--- START OF Excerpt ---
PROMISSORY NOTE FROM MESOCOAT TO POWDERMET

COGNOVIT PROMISSORY NOTE

$198,167.85

Euclid, Ohio

May 31, 2014

FOR  VALUE  RECEIVED,  MESOCOAT,  INC.,  a  Nevada  corporation,  having

an  address   for  purposes   hereof   at  24112  Rockwell  Drive,  Building  37,  Euclid,  Ohio  44117

(hereinafter  referred  to  as  "Maker"),  promises  to  pay  to  the  order  of  POWDERMET,  INC.,  a

Delaware  corporation,  having  an  address  for  purposes  hereof  at  24112  Rockwell  Drive,  Building

40,  Euclid,  Ohio  44117    (hereinafter  referred  to  as  "Payee"),  the  principal  sum  One  Hundred

Ninety-Eight  Thousand  One  Hundred  Sixty-Seven  and  85/100  Dollars  ($198,167.85),  in  lawful

money of the  United  States  of America, together  with interest  from the  date  hereof,  at  the  rate of

five  percent  (5.0%)  per  annum,  calculated  on  a  three  hundred  sixty  five  (365)  or  three  hundred

sixty six (366) day basis, as the case may be.
--- END OF Excerpt ---
- Description of the task -
Name each U.S. state that appears in the promissory note above, in the order each first shows up. The data below has nothing to do with the promissory note.
--- START OF Entries provided ---
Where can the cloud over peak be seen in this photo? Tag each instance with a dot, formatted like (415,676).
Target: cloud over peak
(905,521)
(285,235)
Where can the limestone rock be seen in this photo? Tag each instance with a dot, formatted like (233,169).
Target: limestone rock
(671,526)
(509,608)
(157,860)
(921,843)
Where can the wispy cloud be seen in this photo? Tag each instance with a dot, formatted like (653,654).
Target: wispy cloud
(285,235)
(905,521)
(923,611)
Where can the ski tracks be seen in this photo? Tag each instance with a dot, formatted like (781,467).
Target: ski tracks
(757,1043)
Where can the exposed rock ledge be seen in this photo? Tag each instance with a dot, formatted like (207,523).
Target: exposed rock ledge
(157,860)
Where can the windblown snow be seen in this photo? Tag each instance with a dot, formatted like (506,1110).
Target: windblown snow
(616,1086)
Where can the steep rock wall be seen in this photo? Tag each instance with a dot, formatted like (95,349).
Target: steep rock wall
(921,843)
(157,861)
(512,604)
--- END OF Entries provided ---
--- START OF Entries provided ---
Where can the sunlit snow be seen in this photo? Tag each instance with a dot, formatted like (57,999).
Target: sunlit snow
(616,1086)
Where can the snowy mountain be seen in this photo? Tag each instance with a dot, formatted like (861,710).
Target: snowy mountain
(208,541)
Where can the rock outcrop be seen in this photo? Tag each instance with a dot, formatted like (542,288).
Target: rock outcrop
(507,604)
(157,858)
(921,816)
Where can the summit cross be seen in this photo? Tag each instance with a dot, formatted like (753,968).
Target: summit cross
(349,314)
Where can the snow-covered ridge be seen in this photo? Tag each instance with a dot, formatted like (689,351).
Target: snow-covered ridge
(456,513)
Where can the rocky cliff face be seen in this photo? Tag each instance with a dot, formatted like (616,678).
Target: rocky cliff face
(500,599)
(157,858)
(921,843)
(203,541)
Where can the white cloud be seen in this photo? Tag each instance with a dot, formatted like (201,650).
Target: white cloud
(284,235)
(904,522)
--- END OF Entries provided ---
- Response -
Ohio, Nevada, Delaware